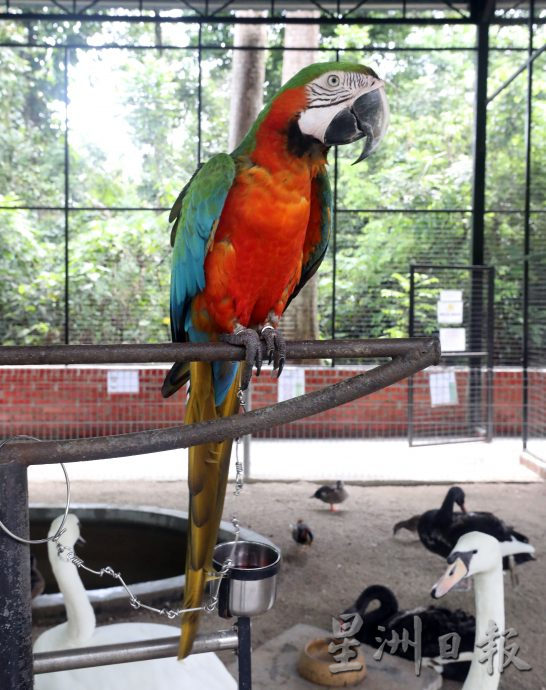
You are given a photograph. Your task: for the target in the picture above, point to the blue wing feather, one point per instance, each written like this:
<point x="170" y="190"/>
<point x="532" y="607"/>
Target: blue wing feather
<point x="322" y="195"/>
<point x="195" y="214"/>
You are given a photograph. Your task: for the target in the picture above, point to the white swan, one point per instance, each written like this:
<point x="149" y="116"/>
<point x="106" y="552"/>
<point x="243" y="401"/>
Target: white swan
<point x="197" y="671"/>
<point x="479" y="555"/>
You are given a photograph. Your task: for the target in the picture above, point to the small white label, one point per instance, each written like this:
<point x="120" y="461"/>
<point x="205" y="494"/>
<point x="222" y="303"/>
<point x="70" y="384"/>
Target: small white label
<point x="291" y="383"/>
<point x="451" y="295"/>
<point x="450" y="312"/>
<point x="443" y="388"/>
<point x="453" y="339"/>
<point x="122" y="381"/>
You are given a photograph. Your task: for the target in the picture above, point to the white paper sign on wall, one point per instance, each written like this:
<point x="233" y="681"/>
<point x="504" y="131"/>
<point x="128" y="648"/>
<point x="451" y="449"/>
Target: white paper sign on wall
<point x="122" y="381"/>
<point x="453" y="339"/>
<point x="291" y="383"/>
<point x="443" y="388"/>
<point x="450" y="306"/>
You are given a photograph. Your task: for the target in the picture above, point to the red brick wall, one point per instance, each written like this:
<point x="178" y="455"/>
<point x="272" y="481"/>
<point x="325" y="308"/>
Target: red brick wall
<point x="64" y="402"/>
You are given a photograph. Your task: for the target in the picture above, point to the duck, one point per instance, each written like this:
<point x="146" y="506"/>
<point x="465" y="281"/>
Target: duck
<point x="435" y="622"/>
<point x="480" y="556"/>
<point x="331" y="494"/>
<point x="439" y="531"/>
<point x="410" y="524"/>
<point x="80" y="630"/>
<point x="302" y="534"/>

:::

Copy out everything from the line containing "the duck, one" down to the end of the entries above, both ends included.

You are given a photograph. Your task: for the target in the picture above, point to the duck, one point per instance, each written like this:
<point x="146" y="506"/>
<point x="465" y="281"/>
Target: duck
<point x="435" y="622"/>
<point x="480" y="556"/>
<point x="331" y="494"/>
<point x="439" y="531"/>
<point x="410" y="524"/>
<point x="80" y="630"/>
<point x="302" y="534"/>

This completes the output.